_WHAT THIS TASK INVOLVES_
Begin at the line that contains "row: **green rose bud**" and copy every line through the end of the rows, requests included, rescaling each coordinate in the answer outlines by 1.25 and rounding to whole numbers with halves going up. Keep the numbers in the requests and their format samples as they are.

[Image boundary labeling items]
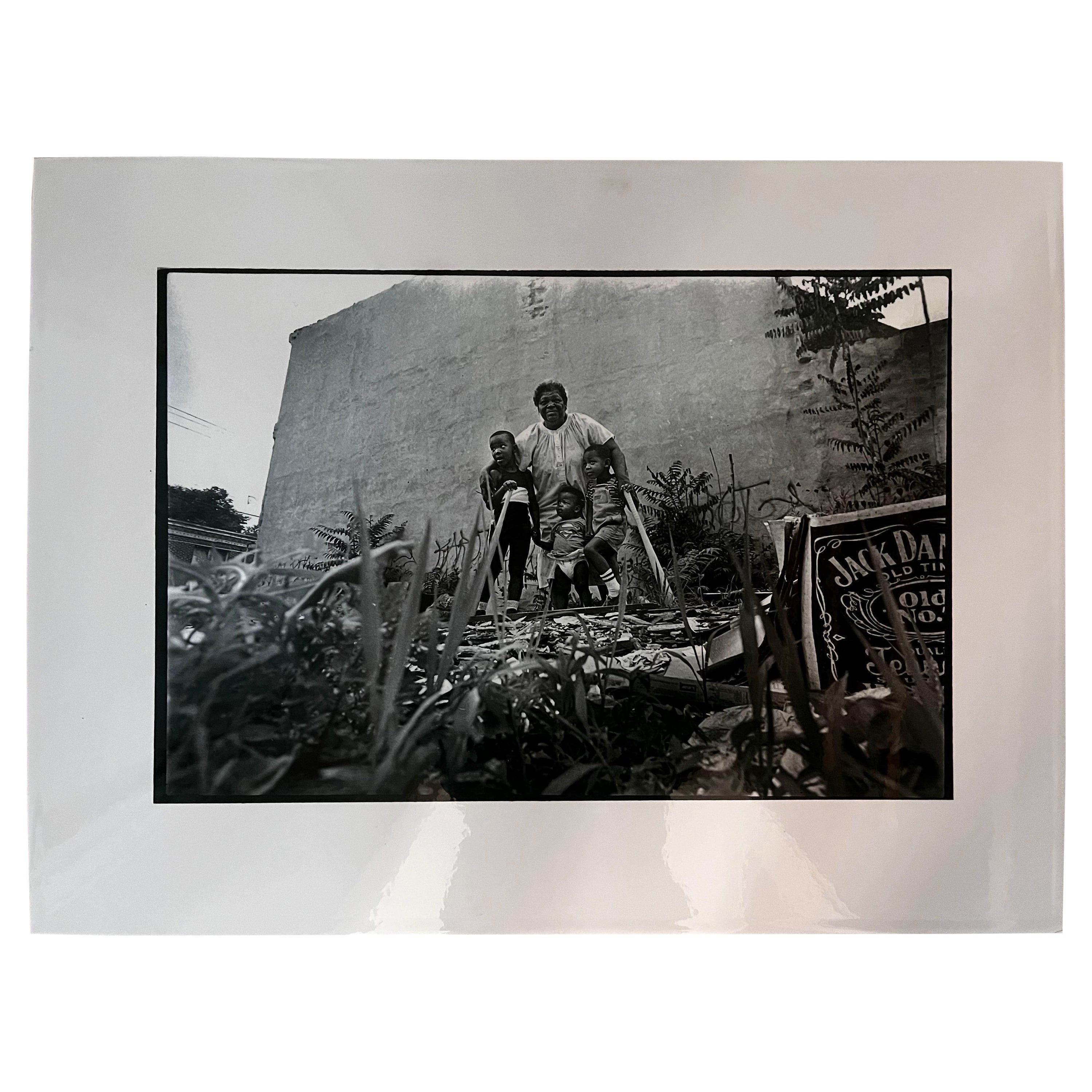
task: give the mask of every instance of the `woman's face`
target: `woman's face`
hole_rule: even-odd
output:
[[[560,391],[543,391],[538,396],[538,413],[547,428],[559,428],[565,424],[565,407]]]
[[[515,447],[507,436],[491,436],[489,438],[489,450],[492,452],[492,461],[498,466],[508,466],[515,458]]]

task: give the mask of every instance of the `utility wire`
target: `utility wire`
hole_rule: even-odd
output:
[[[194,436],[200,436],[203,440],[207,440],[210,438],[207,432],[201,432],[195,428],[189,428],[186,425],[180,425],[177,420],[170,420],[168,418],[167,424],[174,425],[175,428],[185,428],[187,432],[192,432]]]
[[[205,420],[204,417],[199,417],[195,413],[190,413],[188,410],[179,410],[178,406],[173,406],[168,403],[167,408],[174,413],[180,413],[183,417],[189,417],[191,420],[199,420],[202,425],[209,425],[212,428],[218,428],[222,432],[226,432],[227,429],[223,425],[217,425],[214,420]]]

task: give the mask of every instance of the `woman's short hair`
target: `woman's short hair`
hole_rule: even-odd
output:
[[[545,383],[539,383],[535,388],[535,405],[538,405],[542,396],[547,391],[557,391],[557,393],[561,395],[561,401],[566,405],[569,404],[569,395],[566,392],[566,389],[556,379],[547,379]]]

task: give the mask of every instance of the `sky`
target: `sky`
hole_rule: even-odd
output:
[[[288,334],[404,274],[171,273],[167,277],[167,476],[225,488],[240,512],[261,511],[273,426],[288,370]],[[933,321],[948,314],[947,277],[926,277]],[[924,322],[918,293],[885,312],[898,329]]]

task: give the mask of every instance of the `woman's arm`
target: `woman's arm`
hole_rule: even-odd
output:
[[[527,474],[527,508],[531,512],[531,537],[538,542],[538,495],[535,492],[534,479]]]
[[[629,470],[626,466],[626,456],[622,454],[618,441],[612,436],[604,441],[603,447],[610,452],[610,465],[615,468],[615,476],[619,482],[629,482]]]

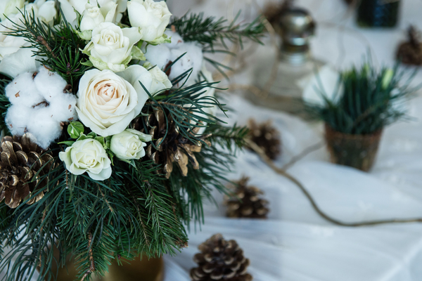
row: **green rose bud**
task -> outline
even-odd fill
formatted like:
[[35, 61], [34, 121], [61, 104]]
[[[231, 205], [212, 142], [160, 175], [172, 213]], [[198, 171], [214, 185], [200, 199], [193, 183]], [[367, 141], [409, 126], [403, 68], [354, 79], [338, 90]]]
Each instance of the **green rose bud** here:
[[71, 122], [69, 126], [68, 126], [68, 133], [72, 138], [78, 138], [84, 133], [84, 125], [77, 121]]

_RESULT_
row: **green rose bud**
task -> outline
even-odd fill
formatted like:
[[35, 61], [34, 121], [61, 104]]
[[[231, 205], [212, 142], [160, 175], [172, 213]], [[198, 171], [214, 185], [200, 199], [193, 183]], [[367, 141], [409, 126], [403, 68], [354, 79], [338, 90]]]
Each instance of the **green rose bud** here:
[[89, 153], [86, 158], [85, 158], [85, 166], [90, 173], [98, 173], [105, 166], [105, 156], [96, 151]]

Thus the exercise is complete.